▸ PROBLEM TO SOLVE
Starting at the line that has "locate the snow-covered" and ending after the line that has "left=0, top=417, right=1024, bottom=768", write those lines out again with "snow-covered ground" changed to "snowy ground" and nothing else altered.

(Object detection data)
++++++++
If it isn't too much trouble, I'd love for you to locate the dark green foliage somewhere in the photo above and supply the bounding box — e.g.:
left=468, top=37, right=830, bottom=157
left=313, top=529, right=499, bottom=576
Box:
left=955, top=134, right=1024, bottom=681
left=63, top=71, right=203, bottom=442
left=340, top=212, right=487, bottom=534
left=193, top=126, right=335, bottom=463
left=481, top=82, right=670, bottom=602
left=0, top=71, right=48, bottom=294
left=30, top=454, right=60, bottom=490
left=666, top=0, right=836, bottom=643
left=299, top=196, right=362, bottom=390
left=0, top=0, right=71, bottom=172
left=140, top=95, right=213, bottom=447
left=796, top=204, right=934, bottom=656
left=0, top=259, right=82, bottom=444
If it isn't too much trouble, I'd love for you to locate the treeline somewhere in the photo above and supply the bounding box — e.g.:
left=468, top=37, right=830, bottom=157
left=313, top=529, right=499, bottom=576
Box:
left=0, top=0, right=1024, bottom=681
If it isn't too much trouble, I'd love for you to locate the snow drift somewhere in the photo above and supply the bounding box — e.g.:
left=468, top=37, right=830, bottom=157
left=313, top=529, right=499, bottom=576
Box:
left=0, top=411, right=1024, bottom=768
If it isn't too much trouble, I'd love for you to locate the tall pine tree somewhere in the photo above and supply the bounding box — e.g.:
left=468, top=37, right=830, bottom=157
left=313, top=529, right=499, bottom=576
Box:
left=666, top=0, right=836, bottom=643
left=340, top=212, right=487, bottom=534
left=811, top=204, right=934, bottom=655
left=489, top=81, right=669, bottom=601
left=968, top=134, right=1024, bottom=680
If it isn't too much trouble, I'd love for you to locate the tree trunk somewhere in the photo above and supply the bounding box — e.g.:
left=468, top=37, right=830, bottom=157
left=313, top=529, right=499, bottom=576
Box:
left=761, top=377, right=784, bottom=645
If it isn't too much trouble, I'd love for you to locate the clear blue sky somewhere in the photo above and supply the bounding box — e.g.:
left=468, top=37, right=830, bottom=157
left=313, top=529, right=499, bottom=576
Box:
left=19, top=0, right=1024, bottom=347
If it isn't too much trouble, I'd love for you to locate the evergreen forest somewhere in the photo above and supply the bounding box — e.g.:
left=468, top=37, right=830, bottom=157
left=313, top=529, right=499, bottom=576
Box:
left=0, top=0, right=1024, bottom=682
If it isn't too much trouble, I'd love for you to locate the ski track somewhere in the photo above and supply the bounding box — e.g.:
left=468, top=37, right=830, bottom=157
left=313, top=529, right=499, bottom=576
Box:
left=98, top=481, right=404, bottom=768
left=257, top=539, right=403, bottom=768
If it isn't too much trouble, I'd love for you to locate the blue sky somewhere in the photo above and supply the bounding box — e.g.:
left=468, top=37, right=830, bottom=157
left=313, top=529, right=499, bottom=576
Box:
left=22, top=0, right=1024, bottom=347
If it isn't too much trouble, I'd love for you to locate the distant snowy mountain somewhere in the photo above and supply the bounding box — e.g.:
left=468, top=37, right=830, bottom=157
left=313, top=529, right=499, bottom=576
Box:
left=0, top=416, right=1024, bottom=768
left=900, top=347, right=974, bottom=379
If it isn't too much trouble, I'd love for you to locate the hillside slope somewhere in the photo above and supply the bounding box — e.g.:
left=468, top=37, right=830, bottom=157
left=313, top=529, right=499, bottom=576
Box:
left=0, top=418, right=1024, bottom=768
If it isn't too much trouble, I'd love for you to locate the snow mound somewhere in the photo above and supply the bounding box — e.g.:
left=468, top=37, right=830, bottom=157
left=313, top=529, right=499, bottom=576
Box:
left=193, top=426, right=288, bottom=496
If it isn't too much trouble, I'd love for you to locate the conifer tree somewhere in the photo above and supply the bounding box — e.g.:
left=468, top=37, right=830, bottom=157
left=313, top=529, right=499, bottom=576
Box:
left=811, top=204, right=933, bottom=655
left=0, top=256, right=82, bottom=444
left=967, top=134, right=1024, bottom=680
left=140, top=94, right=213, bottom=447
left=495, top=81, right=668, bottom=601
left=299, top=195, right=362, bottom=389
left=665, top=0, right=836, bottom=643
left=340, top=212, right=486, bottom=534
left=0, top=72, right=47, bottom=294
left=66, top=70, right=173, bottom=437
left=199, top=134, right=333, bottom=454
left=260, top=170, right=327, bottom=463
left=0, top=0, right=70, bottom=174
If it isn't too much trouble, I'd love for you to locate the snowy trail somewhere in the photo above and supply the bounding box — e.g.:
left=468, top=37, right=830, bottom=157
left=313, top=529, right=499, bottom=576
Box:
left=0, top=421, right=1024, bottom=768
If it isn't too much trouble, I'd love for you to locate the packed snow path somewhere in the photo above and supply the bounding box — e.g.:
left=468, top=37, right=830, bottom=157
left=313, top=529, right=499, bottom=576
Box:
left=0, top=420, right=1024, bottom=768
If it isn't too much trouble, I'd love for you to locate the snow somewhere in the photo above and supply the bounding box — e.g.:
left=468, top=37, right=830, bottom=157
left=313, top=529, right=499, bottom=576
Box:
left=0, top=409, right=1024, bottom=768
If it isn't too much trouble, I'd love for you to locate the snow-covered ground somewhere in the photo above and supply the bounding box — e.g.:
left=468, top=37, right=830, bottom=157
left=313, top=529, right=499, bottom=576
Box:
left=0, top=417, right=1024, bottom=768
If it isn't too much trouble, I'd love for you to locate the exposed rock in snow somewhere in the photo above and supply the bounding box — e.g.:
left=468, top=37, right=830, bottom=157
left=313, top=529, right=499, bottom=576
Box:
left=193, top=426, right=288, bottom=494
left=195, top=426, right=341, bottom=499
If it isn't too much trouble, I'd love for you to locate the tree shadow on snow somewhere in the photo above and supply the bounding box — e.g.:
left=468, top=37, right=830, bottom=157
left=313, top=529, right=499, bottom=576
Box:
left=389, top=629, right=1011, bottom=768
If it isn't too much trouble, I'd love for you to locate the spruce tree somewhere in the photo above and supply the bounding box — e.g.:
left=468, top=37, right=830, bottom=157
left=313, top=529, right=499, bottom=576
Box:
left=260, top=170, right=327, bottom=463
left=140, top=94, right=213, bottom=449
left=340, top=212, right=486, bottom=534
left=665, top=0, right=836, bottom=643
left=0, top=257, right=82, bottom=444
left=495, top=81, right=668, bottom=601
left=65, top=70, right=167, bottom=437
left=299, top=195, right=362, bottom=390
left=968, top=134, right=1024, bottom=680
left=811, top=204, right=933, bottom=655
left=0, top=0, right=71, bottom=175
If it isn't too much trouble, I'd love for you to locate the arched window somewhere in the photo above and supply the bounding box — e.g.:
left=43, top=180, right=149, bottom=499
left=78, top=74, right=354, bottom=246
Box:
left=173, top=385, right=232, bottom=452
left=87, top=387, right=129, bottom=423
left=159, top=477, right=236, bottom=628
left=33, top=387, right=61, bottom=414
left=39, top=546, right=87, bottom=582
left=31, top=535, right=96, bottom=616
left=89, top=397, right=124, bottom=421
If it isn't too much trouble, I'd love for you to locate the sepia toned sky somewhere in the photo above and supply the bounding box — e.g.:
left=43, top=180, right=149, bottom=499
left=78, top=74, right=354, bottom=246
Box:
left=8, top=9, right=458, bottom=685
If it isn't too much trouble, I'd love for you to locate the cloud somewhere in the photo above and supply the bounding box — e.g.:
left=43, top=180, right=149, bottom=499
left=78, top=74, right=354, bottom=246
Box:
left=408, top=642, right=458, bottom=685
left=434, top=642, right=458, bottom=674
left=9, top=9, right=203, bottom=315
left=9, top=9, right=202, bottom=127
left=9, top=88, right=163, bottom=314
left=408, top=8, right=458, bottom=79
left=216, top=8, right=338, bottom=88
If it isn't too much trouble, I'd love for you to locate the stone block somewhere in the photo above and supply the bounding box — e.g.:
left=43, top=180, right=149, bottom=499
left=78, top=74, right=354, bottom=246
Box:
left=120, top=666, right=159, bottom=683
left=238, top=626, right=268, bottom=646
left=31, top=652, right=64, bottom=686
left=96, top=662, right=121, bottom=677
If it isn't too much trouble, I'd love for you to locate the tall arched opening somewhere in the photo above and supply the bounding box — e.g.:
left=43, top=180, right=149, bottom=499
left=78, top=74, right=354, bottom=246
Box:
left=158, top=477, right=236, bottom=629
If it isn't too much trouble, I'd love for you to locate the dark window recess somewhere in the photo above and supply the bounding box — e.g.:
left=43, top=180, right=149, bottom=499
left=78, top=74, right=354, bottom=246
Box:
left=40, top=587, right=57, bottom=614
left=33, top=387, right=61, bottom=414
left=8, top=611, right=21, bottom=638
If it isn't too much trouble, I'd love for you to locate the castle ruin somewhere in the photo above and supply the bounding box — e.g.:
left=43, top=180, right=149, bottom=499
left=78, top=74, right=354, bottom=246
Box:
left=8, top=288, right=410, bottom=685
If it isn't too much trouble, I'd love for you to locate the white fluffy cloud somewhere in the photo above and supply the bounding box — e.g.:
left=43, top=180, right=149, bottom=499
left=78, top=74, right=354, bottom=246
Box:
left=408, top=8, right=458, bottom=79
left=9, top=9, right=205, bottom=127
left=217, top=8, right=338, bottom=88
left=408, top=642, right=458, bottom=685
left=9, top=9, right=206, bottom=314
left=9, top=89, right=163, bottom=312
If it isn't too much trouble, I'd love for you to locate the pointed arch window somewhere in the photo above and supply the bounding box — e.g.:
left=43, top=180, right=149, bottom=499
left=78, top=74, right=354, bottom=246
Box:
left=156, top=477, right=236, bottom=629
++++++++
▸ RESULT OF THIS EXERCISE
If it isn't too much trouble, I'd love for you to locate the snowy ground somewhere in the photo above and supply the bounding box — e.g.:
left=468, top=37, right=830, bottom=157
left=313, top=529, right=499, bottom=576
Box:
left=0, top=417, right=1024, bottom=768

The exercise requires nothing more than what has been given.